== Record list ==
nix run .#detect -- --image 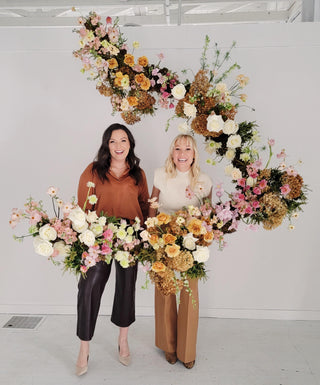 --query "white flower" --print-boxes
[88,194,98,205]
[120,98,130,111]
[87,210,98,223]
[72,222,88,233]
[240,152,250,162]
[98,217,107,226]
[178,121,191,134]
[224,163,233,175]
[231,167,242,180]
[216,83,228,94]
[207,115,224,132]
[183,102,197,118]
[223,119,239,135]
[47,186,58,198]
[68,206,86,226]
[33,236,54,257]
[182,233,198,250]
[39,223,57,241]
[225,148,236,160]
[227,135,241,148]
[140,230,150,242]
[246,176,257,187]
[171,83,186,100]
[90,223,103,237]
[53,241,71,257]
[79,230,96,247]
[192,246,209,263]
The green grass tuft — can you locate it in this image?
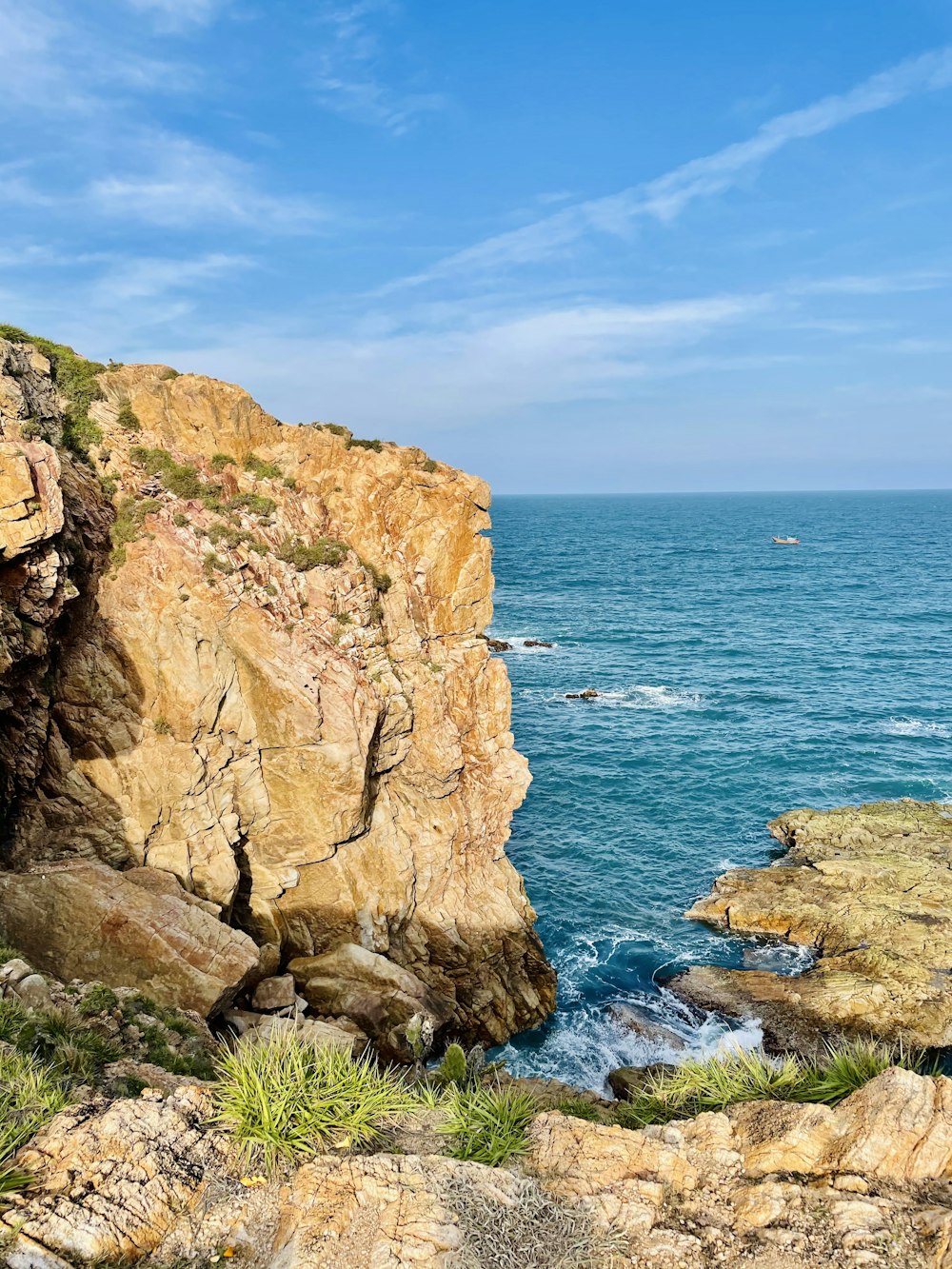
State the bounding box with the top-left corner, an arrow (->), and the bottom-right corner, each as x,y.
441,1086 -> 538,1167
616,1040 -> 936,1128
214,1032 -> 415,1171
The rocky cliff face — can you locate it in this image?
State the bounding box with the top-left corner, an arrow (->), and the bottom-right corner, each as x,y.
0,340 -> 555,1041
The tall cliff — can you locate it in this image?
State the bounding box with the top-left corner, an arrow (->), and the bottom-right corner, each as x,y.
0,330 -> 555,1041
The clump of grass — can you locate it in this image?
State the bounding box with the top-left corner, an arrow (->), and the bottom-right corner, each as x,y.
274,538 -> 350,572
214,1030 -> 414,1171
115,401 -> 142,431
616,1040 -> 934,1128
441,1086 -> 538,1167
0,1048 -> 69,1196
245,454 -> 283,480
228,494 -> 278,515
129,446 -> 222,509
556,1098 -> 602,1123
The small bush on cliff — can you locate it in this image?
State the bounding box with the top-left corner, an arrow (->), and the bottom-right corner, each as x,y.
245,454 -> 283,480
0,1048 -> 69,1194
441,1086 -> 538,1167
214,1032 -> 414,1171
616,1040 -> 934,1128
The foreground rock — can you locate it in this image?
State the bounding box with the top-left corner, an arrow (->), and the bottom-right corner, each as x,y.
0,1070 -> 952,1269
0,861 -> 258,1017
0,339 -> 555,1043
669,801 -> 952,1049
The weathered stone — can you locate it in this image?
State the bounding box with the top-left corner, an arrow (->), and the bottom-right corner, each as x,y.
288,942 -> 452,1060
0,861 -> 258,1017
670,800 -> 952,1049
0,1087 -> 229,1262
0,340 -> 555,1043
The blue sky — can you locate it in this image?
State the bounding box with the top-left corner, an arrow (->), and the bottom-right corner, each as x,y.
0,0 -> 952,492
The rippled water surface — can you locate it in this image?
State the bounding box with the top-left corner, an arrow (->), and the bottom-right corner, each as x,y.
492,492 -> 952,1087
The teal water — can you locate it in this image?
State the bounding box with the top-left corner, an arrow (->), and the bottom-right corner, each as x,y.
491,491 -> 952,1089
===
== Record list ==
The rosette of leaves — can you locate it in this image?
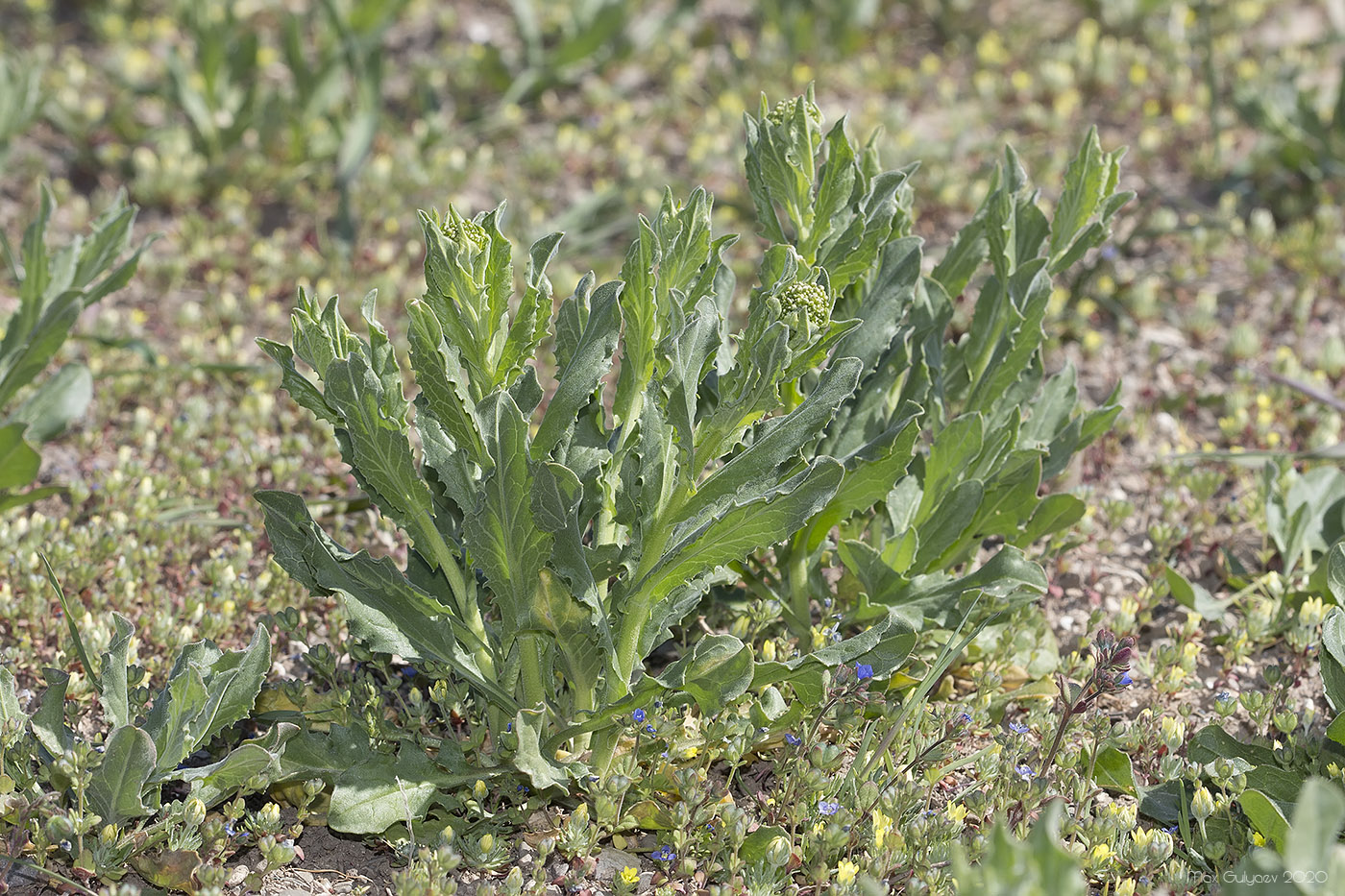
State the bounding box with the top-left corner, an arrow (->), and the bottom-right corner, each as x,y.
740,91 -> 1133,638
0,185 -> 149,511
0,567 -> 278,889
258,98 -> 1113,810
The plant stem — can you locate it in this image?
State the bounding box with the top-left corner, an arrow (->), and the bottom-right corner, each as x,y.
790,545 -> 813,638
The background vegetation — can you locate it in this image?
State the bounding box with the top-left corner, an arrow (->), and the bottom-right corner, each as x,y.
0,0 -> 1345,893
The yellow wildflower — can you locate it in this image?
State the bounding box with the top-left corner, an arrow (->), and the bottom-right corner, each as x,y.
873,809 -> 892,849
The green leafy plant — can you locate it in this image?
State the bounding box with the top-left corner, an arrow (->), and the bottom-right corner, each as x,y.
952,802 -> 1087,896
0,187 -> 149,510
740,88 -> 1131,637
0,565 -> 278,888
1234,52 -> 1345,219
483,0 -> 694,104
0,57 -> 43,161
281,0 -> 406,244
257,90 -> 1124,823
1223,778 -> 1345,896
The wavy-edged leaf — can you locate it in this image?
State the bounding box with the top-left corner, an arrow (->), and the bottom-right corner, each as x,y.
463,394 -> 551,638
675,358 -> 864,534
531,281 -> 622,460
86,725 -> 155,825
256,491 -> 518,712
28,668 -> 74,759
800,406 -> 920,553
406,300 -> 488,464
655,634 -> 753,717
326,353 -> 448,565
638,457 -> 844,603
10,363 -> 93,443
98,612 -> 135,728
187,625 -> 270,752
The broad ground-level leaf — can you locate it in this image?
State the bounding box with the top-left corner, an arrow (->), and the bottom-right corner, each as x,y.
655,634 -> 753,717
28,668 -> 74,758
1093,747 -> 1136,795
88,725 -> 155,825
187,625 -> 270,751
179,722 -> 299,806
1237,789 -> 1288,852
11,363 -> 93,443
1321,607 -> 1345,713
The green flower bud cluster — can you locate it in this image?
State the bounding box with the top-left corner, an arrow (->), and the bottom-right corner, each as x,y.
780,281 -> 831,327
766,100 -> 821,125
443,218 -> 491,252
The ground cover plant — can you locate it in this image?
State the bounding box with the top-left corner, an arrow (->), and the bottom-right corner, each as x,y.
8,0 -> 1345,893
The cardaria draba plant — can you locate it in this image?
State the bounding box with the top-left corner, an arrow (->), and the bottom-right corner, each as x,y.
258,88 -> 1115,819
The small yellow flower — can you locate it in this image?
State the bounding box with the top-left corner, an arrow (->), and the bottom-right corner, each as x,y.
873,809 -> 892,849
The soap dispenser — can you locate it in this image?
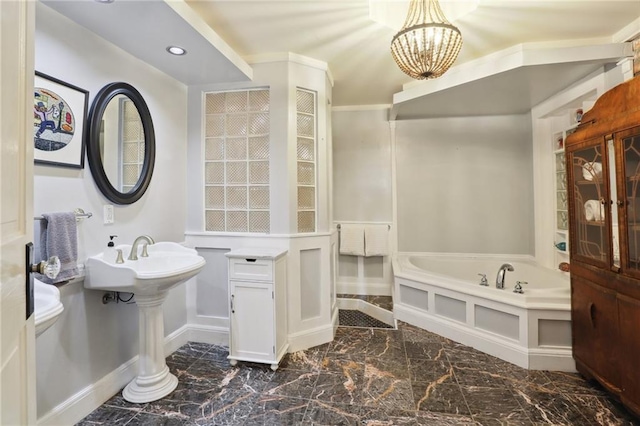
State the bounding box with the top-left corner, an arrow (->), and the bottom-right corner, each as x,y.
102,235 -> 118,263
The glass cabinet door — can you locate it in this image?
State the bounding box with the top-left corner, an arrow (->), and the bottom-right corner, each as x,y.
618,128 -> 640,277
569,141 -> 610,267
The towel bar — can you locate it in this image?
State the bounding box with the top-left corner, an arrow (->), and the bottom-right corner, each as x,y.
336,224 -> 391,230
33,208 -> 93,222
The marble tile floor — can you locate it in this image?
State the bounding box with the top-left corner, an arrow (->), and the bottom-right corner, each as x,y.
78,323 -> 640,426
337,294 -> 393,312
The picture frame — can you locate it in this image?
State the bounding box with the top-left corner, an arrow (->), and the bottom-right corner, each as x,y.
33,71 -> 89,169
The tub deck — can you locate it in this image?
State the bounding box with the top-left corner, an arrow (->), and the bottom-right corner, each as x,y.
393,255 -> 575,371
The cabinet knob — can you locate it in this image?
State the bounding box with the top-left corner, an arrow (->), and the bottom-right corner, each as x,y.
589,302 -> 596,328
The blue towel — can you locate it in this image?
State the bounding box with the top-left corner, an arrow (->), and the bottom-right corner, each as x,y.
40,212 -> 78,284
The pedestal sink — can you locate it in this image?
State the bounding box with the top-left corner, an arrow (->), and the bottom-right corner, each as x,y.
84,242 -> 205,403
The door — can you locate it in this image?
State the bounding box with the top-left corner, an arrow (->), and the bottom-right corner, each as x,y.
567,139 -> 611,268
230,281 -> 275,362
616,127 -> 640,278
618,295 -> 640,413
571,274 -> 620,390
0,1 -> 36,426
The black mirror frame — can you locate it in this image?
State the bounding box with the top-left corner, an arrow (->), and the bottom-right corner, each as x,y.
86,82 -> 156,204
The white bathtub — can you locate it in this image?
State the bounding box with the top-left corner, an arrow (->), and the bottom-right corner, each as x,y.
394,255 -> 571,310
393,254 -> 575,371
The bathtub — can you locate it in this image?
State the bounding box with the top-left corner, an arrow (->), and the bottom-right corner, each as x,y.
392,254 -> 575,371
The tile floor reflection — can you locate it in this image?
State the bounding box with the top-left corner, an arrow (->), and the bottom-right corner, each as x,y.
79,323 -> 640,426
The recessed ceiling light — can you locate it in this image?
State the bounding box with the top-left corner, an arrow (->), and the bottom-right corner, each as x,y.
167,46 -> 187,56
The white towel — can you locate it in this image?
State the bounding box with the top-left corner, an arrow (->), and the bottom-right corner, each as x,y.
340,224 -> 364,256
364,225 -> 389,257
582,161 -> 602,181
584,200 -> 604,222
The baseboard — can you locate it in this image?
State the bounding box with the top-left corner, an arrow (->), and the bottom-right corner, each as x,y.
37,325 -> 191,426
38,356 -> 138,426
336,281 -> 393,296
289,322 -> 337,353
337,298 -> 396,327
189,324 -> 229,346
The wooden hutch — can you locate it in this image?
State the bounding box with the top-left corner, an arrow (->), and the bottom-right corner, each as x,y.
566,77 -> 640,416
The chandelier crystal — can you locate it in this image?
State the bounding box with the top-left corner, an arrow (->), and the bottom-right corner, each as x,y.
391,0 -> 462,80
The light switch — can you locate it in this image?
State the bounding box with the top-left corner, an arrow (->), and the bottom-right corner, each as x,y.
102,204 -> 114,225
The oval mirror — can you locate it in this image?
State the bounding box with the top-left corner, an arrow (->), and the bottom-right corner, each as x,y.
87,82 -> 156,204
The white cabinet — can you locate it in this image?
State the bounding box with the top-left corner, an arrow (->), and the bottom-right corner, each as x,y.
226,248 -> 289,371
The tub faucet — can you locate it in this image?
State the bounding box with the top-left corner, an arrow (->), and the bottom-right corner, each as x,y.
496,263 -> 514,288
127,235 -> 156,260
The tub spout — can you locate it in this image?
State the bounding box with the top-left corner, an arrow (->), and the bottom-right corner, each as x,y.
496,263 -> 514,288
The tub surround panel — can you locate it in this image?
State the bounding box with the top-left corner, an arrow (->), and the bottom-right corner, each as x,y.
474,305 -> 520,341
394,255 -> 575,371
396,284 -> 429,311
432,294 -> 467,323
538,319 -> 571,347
===
**What this task involves:**
Format the part of the data that opens with the line containing "The cabinet knob" and closes with the line containing "84,242 -> 205,403" as a two-column CSV with the headers text and answer. Each row should hold one text and the answer that follows it, each in a single quoted field with line breaks replaced by spaces.

**Task answer:**
text,answer
"The cabinet knob — can you locate it in this image? State the bounding box with the top-left corner, an arrow (->), and the bottom-right corner, each as x,y.","589,302 -> 596,328"
"The blue towel — can you locate it in this image? State the bounding box with the top-left corner, an arrow (->), and the bottom-right corner, each as x,y.","40,212 -> 78,284"
"The pedestal sink — can you locate it in this image? State the bounding box with the top-left corner, an arrow (->), and the bottom-right corner, each as x,y.","84,242 -> 205,403"